** BEGIN Document segment **

This is a task specific code for which I want to know if there's a better way of doing it. Thus, people who love logic and coding, please help me out.
This is the question :
Let A be an array of n positive integers. All the elements are distinct.
If A[i] > A[j] and i < j then the pair (i, j) is called a special pair of A. Given n find the number of
special pairs of A.
Its pretty simple and straight. Here's the following solution I implemented. The logic part.
for(int j=0;j<nos.size();j++)
{
for(int k=j+1;k<nos.size();k++)//always maintain condition that i<j and simply compare the numbers.
{
if(nos[j] > nos[k])
{
spc++;//compute special pair.
}
}
}
Every nos[i] contains the array for which special pair is to be computed. Is there a way to do this with using a single loop? Or any other logic that can be time saving and is faster. Thanks in advance I seek to learn more from this.
And can you please tell me how I can determine which code is faster without having to execute the code. Your inputs are really welcome.
The main question is to compute the no.of special pairs. Thus, just the increment of spc.
I think #syam is correct that this can be done in O(N log N) time (and O(N) extra space).

** END Document segment **
** BEGIN Dataset excerpts **

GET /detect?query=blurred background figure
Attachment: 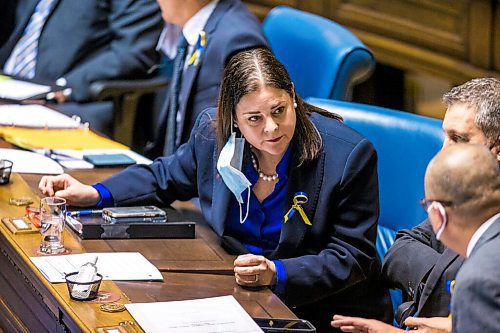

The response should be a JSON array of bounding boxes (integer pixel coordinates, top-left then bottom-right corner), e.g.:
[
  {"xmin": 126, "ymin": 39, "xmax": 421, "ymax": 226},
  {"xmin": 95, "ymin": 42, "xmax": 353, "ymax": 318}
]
[
  {"xmin": 0, "ymin": 0, "xmax": 162, "ymax": 134},
  {"xmin": 147, "ymin": 0, "xmax": 267, "ymax": 157}
]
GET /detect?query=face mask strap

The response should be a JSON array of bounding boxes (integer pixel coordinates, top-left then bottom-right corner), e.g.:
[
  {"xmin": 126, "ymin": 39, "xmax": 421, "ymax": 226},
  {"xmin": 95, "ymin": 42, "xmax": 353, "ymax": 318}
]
[{"xmin": 238, "ymin": 187, "xmax": 250, "ymax": 224}]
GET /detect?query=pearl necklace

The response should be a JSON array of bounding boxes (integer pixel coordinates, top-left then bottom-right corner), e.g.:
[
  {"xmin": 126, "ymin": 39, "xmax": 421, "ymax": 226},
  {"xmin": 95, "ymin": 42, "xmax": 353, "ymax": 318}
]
[{"xmin": 250, "ymin": 154, "xmax": 279, "ymax": 182}]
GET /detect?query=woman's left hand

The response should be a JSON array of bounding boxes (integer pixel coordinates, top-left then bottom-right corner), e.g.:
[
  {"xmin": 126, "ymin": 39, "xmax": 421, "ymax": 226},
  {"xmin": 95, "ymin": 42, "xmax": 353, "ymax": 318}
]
[{"xmin": 234, "ymin": 254, "xmax": 276, "ymax": 287}]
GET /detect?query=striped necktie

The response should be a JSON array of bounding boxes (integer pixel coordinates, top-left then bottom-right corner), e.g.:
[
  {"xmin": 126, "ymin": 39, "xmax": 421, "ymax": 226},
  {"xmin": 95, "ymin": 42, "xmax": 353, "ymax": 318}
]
[
  {"xmin": 163, "ymin": 33, "xmax": 188, "ymax": 156},
  {"xmin": 10, "ymin": 0, "xmax": 54, "ymax": 79}
]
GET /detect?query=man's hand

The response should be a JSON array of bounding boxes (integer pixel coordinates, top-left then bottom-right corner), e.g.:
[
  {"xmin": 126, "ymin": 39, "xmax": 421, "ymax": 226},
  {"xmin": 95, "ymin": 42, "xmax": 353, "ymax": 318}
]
[
  {"xmin": 405, "ymin": 317, "xmax": 451, "ymax": 333},
  {"xmin": 38, "ymin": 174, "xmax": 100, "ymax": 207},
  {"xmin": 234, "ymin": 254, "xmax": 276, "ymax": 287},
  {"xmin": 331, "ymin": 315, "xmax": 404, "ymax": 333}
]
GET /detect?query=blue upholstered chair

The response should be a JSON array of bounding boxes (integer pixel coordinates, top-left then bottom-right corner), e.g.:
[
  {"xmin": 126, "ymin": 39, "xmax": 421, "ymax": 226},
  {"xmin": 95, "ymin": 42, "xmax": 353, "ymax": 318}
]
[
  {"xmin": 308, "ymin": 98, "xmax": 444, "ymax": 311},
  {"xmin": 262, "ymin": 6, "xmax": 375, "ymax": 100},
  {"xmin": 309, "ymin": 98, "xmax": 444, "ymax": 259}
]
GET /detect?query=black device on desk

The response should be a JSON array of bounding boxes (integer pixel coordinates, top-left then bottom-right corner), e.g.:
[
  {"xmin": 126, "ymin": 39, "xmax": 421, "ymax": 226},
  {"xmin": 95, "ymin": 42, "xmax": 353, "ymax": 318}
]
[
  {"xmin": 253, "ymin": 318, "xmax": 316, "ymax": 333},
  {"xmin": 83, "ymin": 154, "xmax": 136, "ymax": 168},
  {"xmin": 66, "ymin": 206, "xmax": 196, "ymax": 239}
]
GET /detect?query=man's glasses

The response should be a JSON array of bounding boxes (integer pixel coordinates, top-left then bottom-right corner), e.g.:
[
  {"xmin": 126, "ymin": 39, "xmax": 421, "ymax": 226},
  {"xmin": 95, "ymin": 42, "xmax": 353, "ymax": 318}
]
[{"xmin": 420, "ymin": 198, "xmax": 453, "ymax": 212}]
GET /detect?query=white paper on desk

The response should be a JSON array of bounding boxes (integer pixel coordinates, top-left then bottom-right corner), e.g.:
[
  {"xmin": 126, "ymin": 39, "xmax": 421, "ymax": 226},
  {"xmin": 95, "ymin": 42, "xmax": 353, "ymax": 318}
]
[
  {"xmin": 0, "ymin": 148, "xmax": 64, "ymax": 175},
  {"xmin": 125, "ymin": 296, "xmax": 262, "ymax": 333},
  {"xmin": 0, "ymin": 104, "xmax": 81, "ymax": 128},
  {"xmin": 30, "ymin": 252, "xmax": 163, "ymax": 283},
  {"xmin": 0, "ymin": 75, "xmax": 51, "ymax": 100}
]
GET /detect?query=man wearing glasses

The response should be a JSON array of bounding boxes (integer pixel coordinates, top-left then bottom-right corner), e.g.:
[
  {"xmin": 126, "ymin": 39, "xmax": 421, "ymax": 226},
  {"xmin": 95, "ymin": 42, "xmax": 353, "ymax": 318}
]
[
  {"xmin": 382, "ymin": 78, "xmax": 500, "ymax": 324},
  {"xmin": 332, "ymin": 143, "xmax": 500, "ymax": 333}
]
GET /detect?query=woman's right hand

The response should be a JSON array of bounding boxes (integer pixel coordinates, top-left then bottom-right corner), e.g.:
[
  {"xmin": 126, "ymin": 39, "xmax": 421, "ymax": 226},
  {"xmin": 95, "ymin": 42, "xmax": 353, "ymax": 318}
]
[{"xmin": 38, "ymin": 173, "xmax": 101, "ymax": 207}]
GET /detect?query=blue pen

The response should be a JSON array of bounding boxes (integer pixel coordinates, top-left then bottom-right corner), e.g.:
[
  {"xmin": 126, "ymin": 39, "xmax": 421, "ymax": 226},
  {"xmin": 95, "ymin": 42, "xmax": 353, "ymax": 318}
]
[{"xmin": 67, "ymin": 209, "xmax": 102, "ymax": 216}]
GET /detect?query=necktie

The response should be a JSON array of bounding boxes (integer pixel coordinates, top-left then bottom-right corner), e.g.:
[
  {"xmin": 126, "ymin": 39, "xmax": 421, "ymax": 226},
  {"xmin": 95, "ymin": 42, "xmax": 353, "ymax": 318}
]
[
  {"xmin": 163, "ymin": 33, "xmax": 188, "ymax": 156},
  {"xmin": 10, "ymin": 0, "xmax": 54, "ymax": 79}
]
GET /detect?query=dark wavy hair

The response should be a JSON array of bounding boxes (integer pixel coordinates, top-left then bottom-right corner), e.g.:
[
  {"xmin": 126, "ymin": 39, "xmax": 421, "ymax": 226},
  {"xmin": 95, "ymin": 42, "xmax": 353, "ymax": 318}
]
[{"xmin": 216, "ymin": 48, "xmax": 342, "ymax": 165}]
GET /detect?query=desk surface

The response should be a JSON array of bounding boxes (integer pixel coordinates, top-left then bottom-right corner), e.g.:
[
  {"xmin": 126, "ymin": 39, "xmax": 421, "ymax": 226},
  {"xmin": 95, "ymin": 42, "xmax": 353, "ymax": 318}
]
[{"xmin": 0, "ymin": 169, "xmax": 295, "ymax": 332}]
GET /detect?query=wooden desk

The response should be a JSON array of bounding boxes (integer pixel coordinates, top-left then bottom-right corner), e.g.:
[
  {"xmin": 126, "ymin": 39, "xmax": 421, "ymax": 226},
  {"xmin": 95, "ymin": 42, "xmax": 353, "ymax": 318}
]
[{"xmin": 0, "ymin": 171, "xmax": 295, "ymax": 332}]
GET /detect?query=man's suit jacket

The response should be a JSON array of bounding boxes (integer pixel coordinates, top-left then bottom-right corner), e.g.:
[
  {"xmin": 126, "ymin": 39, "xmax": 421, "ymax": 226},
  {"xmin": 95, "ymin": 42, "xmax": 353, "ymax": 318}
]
[
  {"xmin": 382, "ymin": 219, "xmax": 463, "ymax": 321},
  {"xmin": 151, "ymin": 0, "xmax": 267, "ymax": 156},
  {"xmin": 103, "ymin": 110, "xmax": 391, "ymax": 331},
  {"xmin": 0, "ymin": 0, "xmax": 162, "ymax": 102},
  {"xmin": 451, "ymin": 218, "xmax": 500, "ymax": 333}
]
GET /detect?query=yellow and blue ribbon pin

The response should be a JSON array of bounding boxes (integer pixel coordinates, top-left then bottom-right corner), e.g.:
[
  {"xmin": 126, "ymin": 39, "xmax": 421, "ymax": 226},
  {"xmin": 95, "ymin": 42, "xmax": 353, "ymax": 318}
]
[
  {"xmin": 188, "ymin": 30, "xmax": 207, "ymax": 66},
  {"xmin": 284, "ymin": 192, "xmax": 312, "ymax": 225}
]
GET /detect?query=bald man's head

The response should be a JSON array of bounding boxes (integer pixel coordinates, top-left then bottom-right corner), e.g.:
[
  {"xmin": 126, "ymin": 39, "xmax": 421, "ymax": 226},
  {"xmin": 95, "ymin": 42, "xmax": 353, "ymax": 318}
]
[{"xmin": 425, "ymin": 144, "xmax": 500, "ymax": 222}]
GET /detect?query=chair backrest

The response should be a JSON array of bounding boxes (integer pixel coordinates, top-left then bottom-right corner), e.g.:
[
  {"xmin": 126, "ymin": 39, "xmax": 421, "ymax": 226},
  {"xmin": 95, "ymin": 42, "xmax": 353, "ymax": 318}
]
[
  {"xmin": 262, "ymin": 6, "xmax": 375, "ymax": 100},
  {"xmin": 308, "ymin": 98, "xmax": 444, "ymax": 259}
]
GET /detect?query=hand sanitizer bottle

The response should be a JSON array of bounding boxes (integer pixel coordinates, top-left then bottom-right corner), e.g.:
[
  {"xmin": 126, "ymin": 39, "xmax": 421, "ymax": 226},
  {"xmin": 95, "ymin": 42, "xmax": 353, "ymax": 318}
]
[{"xmin": 71, "ymin": 256, "xmax": 97, "ymax": 299}]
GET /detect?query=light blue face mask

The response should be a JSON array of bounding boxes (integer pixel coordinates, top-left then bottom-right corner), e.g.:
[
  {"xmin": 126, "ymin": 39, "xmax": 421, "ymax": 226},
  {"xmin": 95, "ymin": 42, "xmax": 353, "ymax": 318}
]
[{"xmin": 217, "ymin": 132, "xmax": 252, "ymax": 223}]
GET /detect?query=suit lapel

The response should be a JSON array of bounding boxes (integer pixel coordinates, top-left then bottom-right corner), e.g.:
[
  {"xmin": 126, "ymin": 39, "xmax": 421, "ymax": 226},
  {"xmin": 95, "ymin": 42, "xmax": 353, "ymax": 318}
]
[
  {"xmin": 0, "ymin": 0, "xmax": 38, "ymax": 65},
  {"xmin": 470, "ymin": 217, "xmax": 500, "ymax": 256},
  {"xmin": 417, "ymin": 248, "xmax": 460, "ymax": 313},
  {"xmin": 270, "ymin": 151, "xmax": 325, "ymax": 258},
  {"xmin": 176, "ymin": 1, "xmax": 230, "ymax": 144},
  {"xmin": 212, "ymin": 145, "xmax": 232, "ymax": 236}
]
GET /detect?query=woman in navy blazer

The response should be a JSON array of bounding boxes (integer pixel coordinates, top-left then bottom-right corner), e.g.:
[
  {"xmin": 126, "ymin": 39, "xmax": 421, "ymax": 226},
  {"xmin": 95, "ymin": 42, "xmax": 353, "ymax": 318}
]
[{"xmin": 40, "ymin": 48, "xmax": 391, "ymax": 332}]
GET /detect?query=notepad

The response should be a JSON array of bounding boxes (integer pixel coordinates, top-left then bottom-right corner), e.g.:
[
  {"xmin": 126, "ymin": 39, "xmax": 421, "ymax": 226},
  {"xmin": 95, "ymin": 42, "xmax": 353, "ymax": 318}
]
[
  {"xmin": 0, "ymin": 127, "xmax": 128, "ymax": 150},
  {"xmin": 125, "ymin": 295, "xmax": 262, "ymax": 333},
  {"xmin": 30, "ymin": 252, "xmax": 163, "ymax": 283}
]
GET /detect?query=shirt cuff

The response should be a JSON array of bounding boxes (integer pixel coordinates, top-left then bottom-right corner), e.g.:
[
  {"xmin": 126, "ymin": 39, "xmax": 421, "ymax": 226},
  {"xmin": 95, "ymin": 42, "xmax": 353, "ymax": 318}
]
[
  {"xmin": 271, "ymin": 260, "xmax": 286, "ymax": 295},
  {"xmin": 92, "ymin": 183, "xmax": 115, "ymax": 208}
]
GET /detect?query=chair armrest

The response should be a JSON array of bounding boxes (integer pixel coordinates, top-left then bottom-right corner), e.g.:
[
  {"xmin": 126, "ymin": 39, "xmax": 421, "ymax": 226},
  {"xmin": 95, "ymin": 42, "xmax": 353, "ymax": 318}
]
[{"xmin": 89, "ymin": 76, "xmax": 169, "ymax": 147}]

** END Dataset excerpts **

◆ Requirement
Continue the forum thread on counting special pairs from the point where it stops. The items are separate material and are not connected to the forum thread on counting special pairs.

◆ Written response
You'd do this with a balanced binary tree where each node has not only a value, but also a count of the number of descendants in its left sub-tree.
To count the special pairs, you'd walk the array from the end to the beginning, and insert each item in the tree. As you insert the item in the tree, you find the number of items in its left sub-tree -- those are the items that are less than it, but were to its right in the array (i.e., each one represents a special pair). Since we only descend through ~log(N) nodes to insert an item, the time to compute the number of items to the left is also O(log N). We also have to update the counts of items to the left approximately log(N)/2 times (again, logarithmic complexity).
That gives O(N log N) time.
Edit for more details: The balancing of the tree is fairly conventional (e.g., AVL- or RB-tree) with the addition of adjusting the count of items to the left as it does rotations to restore balance.
As you insert each item, you descend through the tree to the point where it's going to be inserted. At the root node, you simply record the count of items in the left sub-tree. Then let's say you new item is greater than that, so you descend to the right. As you do this, you're doing two things: recording your current position, so you know the location of this node relative to the nodes already inserted, and updating the counts in the tree so you'll have an accurate count for later insertions.
So, let's work through a small sample. For the sake of argument, let's assume our input is [6, 12, 5, 9, 7]. So, our first insertion is 7, which becomes the root of our tree, with no descendants, and (obviously) 0 to its left.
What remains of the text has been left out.